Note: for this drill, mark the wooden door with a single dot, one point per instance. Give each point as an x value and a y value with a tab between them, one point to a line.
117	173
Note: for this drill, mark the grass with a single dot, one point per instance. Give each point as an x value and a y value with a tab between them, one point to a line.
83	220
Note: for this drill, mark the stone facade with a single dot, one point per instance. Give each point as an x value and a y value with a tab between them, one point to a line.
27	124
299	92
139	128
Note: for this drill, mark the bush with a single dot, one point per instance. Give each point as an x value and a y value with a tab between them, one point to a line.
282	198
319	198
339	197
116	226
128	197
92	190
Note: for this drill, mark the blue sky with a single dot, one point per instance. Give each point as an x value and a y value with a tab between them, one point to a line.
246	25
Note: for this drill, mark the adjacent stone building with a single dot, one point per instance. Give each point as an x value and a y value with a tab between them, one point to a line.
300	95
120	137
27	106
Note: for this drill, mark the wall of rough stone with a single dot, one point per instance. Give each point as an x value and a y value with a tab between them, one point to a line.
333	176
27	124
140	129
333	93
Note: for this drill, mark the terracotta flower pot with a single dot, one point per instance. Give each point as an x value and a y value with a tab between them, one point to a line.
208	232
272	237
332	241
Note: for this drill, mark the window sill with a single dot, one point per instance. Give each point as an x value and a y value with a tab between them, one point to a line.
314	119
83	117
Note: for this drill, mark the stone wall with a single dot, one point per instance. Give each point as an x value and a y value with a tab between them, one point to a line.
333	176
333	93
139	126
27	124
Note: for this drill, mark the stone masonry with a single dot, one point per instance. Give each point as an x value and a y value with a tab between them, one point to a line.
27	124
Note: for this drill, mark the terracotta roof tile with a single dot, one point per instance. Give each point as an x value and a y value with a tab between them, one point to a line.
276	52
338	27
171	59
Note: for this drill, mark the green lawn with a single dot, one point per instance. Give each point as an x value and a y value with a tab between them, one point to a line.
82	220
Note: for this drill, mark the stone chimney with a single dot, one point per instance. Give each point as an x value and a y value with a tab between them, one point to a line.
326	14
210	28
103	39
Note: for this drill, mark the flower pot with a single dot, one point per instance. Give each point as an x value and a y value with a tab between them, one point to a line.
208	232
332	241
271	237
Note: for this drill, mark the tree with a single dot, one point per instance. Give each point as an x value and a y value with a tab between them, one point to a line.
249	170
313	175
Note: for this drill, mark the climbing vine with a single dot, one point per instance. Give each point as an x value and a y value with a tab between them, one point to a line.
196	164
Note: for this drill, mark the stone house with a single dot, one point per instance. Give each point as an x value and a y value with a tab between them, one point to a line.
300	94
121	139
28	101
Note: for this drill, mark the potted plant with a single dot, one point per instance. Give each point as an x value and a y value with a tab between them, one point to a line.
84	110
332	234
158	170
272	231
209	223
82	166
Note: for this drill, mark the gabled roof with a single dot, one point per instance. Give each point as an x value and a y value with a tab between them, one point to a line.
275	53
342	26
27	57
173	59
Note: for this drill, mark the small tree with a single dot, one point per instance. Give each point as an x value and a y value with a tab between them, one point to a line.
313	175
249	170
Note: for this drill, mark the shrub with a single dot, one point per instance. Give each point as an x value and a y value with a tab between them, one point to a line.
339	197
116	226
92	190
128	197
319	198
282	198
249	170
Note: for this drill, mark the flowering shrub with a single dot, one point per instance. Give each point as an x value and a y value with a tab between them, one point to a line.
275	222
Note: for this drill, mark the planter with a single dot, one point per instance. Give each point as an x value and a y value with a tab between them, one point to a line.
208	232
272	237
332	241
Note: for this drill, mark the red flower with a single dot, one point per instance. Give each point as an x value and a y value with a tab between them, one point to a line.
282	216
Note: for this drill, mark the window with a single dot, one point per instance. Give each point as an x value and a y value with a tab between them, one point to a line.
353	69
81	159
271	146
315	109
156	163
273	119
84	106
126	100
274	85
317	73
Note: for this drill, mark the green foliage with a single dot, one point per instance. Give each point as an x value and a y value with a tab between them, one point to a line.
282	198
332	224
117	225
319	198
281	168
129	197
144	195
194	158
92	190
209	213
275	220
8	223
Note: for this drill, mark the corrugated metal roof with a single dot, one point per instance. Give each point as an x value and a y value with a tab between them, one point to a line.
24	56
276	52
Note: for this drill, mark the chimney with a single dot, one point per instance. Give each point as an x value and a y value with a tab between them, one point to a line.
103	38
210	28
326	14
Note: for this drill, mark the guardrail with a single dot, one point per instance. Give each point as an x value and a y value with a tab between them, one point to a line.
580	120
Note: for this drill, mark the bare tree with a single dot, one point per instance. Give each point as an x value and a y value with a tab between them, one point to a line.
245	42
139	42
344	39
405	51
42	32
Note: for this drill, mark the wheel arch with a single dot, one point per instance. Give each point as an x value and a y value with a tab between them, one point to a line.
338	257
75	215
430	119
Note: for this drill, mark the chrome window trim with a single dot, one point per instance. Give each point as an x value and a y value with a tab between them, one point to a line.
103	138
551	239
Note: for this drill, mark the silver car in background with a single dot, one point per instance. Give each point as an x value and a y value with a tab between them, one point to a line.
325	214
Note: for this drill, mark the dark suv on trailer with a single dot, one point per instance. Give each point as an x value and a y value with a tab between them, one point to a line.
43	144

**What the exercise asks**
All records above are to be output again exactly as they stand.

**Result**
Note: for this drill, mark the wooden door with a single dot, one point per instance. Give each point as an x value and a y value with a tab between them, one point to a line.
117	173
Note: for this drill, mark the grass with a single dot, one point per instance. Give each point as an x value and a y value with a tab between them, one point to a line.
83	220
Note: for this drill, mark the stone facade with a single dot, one point per instance. Give each point as an x value and a y value with a tab between them, one point to a line.
27	124
299	92
139	128
Note: for this drill, mark the bush with a single dot, one point per instance. Give each point as an x value and a y value with a tab between them, one point to a line.
282	198
319	198
339	197
116	226
128	197
92	190
Note: for this drill, mark the blue sky with a single dot, one point per instance. Give each point as an x value and a y value with a tab between them, one point to a line.
246	25
Note: for this drill, mark the adjacent stone building with a single dot, one point per instance. Give each point as an x value and a y value with a tab between them, one point to a line.
300	95
120	137
27	106
Note: for this drill, mark the wall of rough stone with a single dot, one point per instance. Give each point as an x value and a y value with a tab between them, one point to a line.
333	176
27	124
140	129
333	93
Note: for this drill, mark the terracotta flower pot with a single dot, one point per instance. Give each point as an x value and a y value with a tab between them, one point to a line.
208	232
272	237
332	241
Note: for this drill, mark the window sill with a single dot, one point per instance. Give each point as an x value and a y value with a tab between them, one point to a line.
314	119
83	117
Note: for this drill, mark the stone wall with a single dot, one point per instance. Give each point as an x value and a y value with a tab between them, one point to a line.
333	176
333	93
139	126
27	124
Note: for this drill, mark the stone masonry with a single dot, one point per instance. Give each point as an x value and a y value with a tab between them, one point to a line.
27	124
Note: for this drill, mark the terracotta roof tile with a single dot, one point per instance. Give each point as an x value and a y value with a tab between them, one point to a line.
276	52
338	27
171	59
Note: for this drill, mark the green lawn with a single dot, one point per instance. Give each point as an x value and a y value with a tab between them, one point to a line.
82	220
Note: for this drill, mark the stone chimney with a single dot, one point per instance. Give each point as an x value and a y value with a tab between them, one point to a line.
326	14
210	28
103	39
Note: for this drill, mark the flower pot with a single dot, one point per instance. Give each point as an x value and a y value with a tab between them, one point to a line.
208	232
332	241
271	237
Note: for this drill, mark the tree with a single dot, one point per instance. Give each point as an x value and a y value with a tab between them, one point to a line.
249	170
313	175
Note: for this drill, mark the climbing vine with a single dot, one point per instance. Give each point as an x value and a y value with a tab between them, one point to a line.
196	164
Note: for this drill, mark the stone house with a single dot, one point per instance. Give each point as an x value and a y value with a tab between them, one point to a line.
300	94
121	139
28	101
Note: for this drill, mark the potted plant with a single dot, one point per instance. Give each point as an x value and a y value with a tab between them, one point to a line.
84	110
332	234
158	170
272	231
209	223
82	166
Note: for this drill, mark the gabled roof with a single dot, one point per instance. Give each point as an x value and a y value with a tab between them, one point to a line.
275	53
342	26
27	57
173	59
Note: for this drill, mark the small tree with a single dot, one point per instance. Give each point as an x value and a y value with a tab between them, one point to a line.
313	175
249	170
Note: for this drill, mark the shrub with a single dot, one point per instance. Give each point as an x value and a y value with a tab between them, one point to a line.
339	197
116	226
92	190
128	197
319	198
282	198
249	170
Note: for this drill, mark the flowering shrub with a single dot, one point per instance. Give each point as an x value and a y value with a tab between them, one point to a line.
275	222
Note: for this drill, mark the planter with a single dot, one point per instance. Give each point as an x value and a y value with a tab between them, one point to a line.
208	232
272	237
332	241
Note: for this drill, mark the red flower with a single dot, one point per instance. Give each point as an x value and a y value with a tab between them, one point to a line.
282	216
Note: for this drill, mark the window with a single dot, one point per instance. Give each point as an x value and a y value with a tab between them, one point to a line.
353	69
81	159
271	146
315	109
156	163
273	119
84	106
126	100
274	85
317	73
Note: for this drill, mark the green foliage with a single dot, one point per instance. Give each point as an x value and a y value with a tab between them, one point to a line.
282	198
332	224
117	225
319	198
281	168
129	197
144	195
194	158
92	190
209	213
275	220
8	223
Note: for this drill, mark the corrugated metal roof with a single dot, one point per instance. Give each point as an x value and a y value with a tab between them, one point to a line.
24	56
276	52
Note: for this drill, mark the chimney with a single dot, one point per instance. Give each point as an x value and a y value with a tab between them, one point to a line.
103	38
210	28
326	14
Note: for this drill, mark the guardrail with a single dot, one point per instance. Give each point as an x value and a y value with a tab between them, one point to a line.
580	120
Note: for this drill, mark the bare tree with a single dot, one point per instance. Give each point as an x value and a y value with a tab between them, one point to a line.
245	42
139	42
344	39
405	51
42	32
Note: for this drill, mark the wheel arch with a single dot, one point per instance. Give each point as an x value and a y value with a tab between them, one point to a line.
338	257
75	215
430	119
Note: for this drill, mark the chrome window trim with a single dot, one point per instance. Give each point as an x value and a y value with a tab between them, one point to a line.
103	138
551	239
Note: for this drill, mark the silver car in background with a single dot, one point per instance. Give each point as an x value and a y value with a tab between them, one point to a line.
325	214
Note: for this drill, mark the dark suv on trailer with a single dot, one point per instance. Give each point as an x value and a y value with a tab between them, one point to a line.
43	144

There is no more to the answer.